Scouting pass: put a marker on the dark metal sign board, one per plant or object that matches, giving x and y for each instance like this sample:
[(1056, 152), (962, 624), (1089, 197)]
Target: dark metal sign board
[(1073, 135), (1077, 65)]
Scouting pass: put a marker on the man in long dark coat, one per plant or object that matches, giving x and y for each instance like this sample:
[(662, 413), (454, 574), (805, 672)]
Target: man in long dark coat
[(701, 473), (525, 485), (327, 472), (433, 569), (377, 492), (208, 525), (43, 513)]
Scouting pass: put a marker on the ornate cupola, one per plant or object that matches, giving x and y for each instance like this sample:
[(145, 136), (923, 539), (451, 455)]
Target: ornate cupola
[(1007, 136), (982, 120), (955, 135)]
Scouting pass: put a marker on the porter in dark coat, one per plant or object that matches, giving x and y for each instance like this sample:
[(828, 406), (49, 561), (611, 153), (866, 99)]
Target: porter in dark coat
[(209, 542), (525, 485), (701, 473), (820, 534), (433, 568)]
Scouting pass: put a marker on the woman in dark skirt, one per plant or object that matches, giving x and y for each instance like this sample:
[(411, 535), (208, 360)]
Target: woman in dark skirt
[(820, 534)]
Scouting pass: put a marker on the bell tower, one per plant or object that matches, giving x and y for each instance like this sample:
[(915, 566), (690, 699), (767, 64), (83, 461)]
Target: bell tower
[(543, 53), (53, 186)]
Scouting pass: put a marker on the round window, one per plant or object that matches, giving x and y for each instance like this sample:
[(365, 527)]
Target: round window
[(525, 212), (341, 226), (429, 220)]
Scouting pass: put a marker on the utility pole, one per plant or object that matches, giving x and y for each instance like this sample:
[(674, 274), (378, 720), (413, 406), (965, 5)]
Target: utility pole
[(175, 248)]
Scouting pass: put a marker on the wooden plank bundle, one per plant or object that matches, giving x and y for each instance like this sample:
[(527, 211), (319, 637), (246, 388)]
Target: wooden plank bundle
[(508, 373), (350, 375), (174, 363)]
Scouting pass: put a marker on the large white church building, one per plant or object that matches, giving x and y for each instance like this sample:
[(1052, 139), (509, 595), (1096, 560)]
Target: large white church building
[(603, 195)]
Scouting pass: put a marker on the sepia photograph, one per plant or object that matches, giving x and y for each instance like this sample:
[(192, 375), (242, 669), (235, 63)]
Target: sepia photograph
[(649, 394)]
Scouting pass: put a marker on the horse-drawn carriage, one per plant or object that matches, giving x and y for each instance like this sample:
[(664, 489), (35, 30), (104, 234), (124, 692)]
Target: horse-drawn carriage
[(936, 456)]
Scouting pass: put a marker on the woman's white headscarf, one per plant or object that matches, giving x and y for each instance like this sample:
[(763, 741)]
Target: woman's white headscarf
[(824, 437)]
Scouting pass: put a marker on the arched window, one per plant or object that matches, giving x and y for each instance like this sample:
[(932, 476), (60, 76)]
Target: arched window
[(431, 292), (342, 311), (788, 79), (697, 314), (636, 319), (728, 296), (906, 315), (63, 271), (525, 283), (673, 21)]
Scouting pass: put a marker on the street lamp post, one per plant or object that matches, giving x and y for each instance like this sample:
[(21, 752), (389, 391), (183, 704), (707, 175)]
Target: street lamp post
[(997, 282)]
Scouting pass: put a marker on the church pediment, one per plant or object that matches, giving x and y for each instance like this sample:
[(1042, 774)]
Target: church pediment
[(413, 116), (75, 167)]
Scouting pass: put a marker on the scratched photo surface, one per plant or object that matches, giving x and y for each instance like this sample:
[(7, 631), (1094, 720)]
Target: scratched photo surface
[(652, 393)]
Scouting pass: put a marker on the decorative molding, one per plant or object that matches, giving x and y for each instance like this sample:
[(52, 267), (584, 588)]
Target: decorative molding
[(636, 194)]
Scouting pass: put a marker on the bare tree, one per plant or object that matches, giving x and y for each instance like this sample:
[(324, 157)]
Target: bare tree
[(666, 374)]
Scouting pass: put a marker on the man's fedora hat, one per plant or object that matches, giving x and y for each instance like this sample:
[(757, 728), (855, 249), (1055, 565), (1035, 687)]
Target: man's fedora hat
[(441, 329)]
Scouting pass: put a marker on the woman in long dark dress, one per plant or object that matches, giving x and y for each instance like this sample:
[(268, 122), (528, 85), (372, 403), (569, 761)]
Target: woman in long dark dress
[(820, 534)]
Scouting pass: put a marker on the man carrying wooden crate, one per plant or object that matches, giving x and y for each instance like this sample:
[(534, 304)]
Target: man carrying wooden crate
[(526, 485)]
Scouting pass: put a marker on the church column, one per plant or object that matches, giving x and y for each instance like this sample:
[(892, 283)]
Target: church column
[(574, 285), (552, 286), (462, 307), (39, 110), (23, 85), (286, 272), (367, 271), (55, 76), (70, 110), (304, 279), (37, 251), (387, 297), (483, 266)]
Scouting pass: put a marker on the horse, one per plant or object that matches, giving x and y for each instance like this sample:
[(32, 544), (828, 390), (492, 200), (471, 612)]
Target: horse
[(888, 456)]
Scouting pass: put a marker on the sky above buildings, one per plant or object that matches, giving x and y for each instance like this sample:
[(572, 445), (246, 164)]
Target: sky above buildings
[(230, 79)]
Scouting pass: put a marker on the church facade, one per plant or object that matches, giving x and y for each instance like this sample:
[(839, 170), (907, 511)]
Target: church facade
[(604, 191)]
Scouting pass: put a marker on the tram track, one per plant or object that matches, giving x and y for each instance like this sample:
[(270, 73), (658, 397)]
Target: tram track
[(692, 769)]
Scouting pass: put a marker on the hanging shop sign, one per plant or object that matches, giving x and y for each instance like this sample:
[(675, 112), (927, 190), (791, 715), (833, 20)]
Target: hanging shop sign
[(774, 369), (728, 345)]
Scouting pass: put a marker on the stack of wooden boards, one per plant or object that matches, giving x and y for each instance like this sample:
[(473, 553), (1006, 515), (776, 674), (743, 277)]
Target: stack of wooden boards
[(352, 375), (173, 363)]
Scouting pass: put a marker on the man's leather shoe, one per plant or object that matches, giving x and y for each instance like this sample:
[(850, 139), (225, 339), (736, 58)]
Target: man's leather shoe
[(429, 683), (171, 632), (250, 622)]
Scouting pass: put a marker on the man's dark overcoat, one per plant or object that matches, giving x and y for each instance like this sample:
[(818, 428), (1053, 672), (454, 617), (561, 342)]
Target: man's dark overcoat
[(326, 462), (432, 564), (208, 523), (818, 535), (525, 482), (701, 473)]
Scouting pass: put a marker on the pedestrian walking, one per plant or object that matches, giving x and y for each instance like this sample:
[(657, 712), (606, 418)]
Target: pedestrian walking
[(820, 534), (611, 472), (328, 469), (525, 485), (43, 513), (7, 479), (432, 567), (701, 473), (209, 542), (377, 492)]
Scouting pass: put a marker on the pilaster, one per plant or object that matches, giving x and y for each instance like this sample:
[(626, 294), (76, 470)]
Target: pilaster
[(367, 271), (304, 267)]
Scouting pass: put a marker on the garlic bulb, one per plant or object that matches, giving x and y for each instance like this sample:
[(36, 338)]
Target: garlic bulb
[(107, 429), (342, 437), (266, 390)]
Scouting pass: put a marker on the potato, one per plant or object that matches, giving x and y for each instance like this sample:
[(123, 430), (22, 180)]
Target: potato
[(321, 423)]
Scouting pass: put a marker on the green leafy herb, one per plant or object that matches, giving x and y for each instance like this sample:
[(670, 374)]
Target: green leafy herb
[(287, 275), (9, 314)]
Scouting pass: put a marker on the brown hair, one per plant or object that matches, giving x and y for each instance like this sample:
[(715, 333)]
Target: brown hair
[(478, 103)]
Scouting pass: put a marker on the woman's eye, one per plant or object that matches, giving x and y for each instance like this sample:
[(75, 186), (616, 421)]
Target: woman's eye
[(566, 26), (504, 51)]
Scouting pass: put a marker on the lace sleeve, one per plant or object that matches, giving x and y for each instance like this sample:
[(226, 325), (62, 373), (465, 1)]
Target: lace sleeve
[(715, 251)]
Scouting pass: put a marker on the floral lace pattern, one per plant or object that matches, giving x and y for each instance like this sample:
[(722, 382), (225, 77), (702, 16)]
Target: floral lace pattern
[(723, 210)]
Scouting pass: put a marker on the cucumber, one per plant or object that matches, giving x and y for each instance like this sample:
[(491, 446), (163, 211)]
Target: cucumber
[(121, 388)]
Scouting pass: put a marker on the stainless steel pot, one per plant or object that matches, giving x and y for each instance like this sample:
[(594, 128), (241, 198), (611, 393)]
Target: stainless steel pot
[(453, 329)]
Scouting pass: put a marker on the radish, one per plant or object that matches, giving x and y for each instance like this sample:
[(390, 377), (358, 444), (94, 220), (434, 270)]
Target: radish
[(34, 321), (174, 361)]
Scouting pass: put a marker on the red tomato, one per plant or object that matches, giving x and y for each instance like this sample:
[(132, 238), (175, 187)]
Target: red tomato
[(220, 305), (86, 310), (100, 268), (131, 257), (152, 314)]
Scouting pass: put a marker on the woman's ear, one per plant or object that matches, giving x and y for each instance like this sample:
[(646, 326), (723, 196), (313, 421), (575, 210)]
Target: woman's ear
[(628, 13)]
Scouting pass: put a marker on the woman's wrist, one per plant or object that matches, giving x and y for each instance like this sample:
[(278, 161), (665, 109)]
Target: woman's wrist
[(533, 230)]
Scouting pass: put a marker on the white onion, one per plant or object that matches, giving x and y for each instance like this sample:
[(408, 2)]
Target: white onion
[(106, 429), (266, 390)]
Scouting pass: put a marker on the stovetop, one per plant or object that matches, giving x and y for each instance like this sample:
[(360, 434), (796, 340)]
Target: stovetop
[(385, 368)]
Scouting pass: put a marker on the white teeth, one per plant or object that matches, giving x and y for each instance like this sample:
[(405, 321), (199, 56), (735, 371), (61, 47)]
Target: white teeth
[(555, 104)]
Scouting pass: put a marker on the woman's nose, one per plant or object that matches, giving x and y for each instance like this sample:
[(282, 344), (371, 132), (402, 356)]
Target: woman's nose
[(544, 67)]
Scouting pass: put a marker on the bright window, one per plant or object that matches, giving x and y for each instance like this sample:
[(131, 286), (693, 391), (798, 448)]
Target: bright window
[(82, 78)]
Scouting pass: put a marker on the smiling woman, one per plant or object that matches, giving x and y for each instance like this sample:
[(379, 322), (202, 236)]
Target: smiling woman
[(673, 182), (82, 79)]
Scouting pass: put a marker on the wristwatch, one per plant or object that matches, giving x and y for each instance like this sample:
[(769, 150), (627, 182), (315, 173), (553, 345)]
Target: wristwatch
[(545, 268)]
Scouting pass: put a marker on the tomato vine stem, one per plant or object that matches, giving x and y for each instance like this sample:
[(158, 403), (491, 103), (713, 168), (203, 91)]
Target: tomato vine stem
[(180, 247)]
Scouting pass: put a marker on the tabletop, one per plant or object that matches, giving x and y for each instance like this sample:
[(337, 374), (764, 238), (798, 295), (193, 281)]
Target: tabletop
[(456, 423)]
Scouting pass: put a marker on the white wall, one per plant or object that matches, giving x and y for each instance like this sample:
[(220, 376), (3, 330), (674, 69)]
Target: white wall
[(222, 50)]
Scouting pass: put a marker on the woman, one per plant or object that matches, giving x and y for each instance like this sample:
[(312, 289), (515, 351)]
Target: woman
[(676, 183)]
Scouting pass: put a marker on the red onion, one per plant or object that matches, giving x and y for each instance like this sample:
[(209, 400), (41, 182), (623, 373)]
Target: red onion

◆ **Direction**
Scale the records from the line containing "Scouting pass: put a marker on the man's fedora" through the line containing "[(230, 79)]", both included, by writing out every line, requests included, with each point coordinate in the answers multiplied by 1.85 and rounded to a whole number, halves up. Leave the numbers in the requests and their sample lists unchanged.

◆ **Written answer**
Scouting pass: put a marker on the man's fedora hat, one per plant or object that matches, giving x and y for each instance like this sample:
[(757, 728), (855, 249), (1055, 565), (1035, 687)]
Target: man's fedora hat
[(816, 609)]
Scouting pass: put a marker on the woman in long dark dress, one per plant or object that matches, giving x and y for each instance like this sample:
[(268, 122), (528, 85), (372, 403), (569, 761)]
Target: woman in long dark dress
[(1517, 988)]
Scouting pass: put a marker on the man carrying wooden crate, one per plant or object that matches, giving x and y for each instance like this sample:
[(534, 304)]
Target: man carrying wooden crate
[(973, 897)]
Scouting pass: put a marker on the church column, one per plant or object that matches, giving x and y for each instance like this sample:
[(892, 283)]
Target: church column
[(1062, 527), (1021, 529), (855, 568), (72, 204), (43, 157), (529, 503), (679, 501), (102, 141), (130, 204), (562, 516), (68, 464), (716, 549), (894, 492)]
Scouting pass: put a marker on the horse, one per plant or object that matches, giving x and y for each instance like this sample:
[(32, 544), (828, 390), (492, 200), (471, 612)]
Target: horse
[(1643, 844)]
Scouting pass: put a marker on the sky above buildings, one per plant or object that matches, giving x and y for each instance like this sample:
[(572, 445), (246, 164)]
Target: sky above buildings
[(426, 146)]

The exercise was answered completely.